** PASSAGE SHOWN follows **

The Texas Railroad Commission, also known as the Railroad Commission of Texas, performs an essential role in Texas, but its title is deceptive. Created in 1891 when the cattle industry was a dominant force in our state’s economy, the TRC at that time regulated the railroads which brought Texas cattle to markets across the country. As our state economy has shifted to oil and gas, the focus of the TRC has also shifted. In fact, since 2005 the TRC has held no jurisdiction over the Texas railway system. Despite legislation to do so, however, its name has not changed to reflect its current jurisdiction. The job of the TRC today is to regulate the oil and gas industry and everything related to that industry, from gas utilities to coal and uranium mining. It also regulates oil and gas-related activities in order to prevent water pollution, above and below ground.

** End of PASSAGE SHOWN **
** DATASET EXTRACT follows **

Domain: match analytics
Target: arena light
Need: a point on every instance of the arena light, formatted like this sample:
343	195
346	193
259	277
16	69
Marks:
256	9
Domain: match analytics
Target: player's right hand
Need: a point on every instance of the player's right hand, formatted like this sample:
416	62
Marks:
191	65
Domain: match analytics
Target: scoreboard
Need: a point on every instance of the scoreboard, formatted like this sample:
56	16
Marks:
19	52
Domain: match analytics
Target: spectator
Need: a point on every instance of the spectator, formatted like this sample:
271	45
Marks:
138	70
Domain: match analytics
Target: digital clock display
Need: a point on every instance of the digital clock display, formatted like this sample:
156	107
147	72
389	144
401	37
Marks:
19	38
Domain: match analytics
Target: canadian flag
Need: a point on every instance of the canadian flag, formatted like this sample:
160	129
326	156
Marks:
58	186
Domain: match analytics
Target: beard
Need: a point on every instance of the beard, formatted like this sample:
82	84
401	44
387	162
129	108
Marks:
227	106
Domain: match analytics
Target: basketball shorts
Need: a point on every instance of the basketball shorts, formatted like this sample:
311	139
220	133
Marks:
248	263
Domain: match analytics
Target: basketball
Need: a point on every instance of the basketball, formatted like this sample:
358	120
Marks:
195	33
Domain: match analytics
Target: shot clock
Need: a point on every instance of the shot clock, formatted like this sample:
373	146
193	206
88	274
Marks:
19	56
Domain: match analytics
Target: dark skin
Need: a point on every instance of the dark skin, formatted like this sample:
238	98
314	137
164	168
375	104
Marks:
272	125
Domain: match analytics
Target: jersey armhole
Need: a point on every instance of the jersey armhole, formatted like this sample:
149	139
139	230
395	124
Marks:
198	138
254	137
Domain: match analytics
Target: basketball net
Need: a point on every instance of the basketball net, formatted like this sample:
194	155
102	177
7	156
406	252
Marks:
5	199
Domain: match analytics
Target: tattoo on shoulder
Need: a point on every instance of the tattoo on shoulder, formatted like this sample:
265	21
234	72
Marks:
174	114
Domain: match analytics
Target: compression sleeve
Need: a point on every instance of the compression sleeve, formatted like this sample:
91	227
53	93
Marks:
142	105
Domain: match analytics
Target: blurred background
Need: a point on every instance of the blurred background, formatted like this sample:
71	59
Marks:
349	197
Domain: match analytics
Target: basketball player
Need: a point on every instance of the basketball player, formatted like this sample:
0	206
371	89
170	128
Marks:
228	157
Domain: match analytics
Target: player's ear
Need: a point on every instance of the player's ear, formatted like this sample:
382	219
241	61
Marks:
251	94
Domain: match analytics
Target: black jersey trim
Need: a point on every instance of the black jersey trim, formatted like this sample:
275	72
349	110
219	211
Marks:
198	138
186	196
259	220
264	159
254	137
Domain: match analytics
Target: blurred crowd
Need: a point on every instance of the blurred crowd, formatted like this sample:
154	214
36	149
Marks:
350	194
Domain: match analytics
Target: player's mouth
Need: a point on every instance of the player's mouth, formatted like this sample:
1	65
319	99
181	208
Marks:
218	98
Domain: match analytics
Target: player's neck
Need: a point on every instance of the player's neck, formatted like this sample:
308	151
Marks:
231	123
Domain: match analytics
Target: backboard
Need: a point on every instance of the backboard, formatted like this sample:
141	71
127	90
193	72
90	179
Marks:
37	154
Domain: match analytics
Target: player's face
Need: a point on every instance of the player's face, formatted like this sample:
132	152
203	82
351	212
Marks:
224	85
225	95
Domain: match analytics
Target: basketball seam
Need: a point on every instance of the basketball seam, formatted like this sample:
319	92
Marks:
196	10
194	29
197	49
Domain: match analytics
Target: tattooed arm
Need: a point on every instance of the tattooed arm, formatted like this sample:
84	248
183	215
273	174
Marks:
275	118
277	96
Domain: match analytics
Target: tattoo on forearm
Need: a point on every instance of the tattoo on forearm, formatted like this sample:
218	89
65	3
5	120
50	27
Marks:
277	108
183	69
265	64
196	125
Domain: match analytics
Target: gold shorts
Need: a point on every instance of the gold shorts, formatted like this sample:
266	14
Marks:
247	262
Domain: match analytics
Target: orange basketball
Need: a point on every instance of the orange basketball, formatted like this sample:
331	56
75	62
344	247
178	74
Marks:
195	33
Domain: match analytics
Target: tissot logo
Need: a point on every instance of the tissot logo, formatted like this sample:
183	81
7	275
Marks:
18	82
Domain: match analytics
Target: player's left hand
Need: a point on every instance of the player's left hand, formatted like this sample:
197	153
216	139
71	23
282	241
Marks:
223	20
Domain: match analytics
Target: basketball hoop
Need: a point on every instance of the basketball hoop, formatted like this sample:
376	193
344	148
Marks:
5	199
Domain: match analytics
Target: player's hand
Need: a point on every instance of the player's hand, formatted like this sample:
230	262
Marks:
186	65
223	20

** End of DATASET EXTRACT **

THINGS TO DO →
a) Translate this sentence from the passage on the Texas Railroad Commission into Spanish: "In fact, since 2005 the TRC has held no jurisdiction over the Texas railway system."
b) According to the passage on the Texas Railroad Commission, in what year was the commission created?
c) Summarize the passage on the Texas Railroad Commission in two sentences.

ANSWERS TO EACH TASK →
a) De hecho, desde 2005 la TRC no ha tenido jurisdicción sobre el sistema ferroviario de Texas.

b) It was created in 1891.

c) The Texas Railroad Commission was created in 1891 to regulate the railroads that carried Texas cattle to market, but it has had no jurisdiction over the Texas railway system since 2005, even though its name has not changed. Today it regulates the oil and gas industry and related activities, from gas utilities to coal and uranium mining, partly to prevent water pollution above and below ground.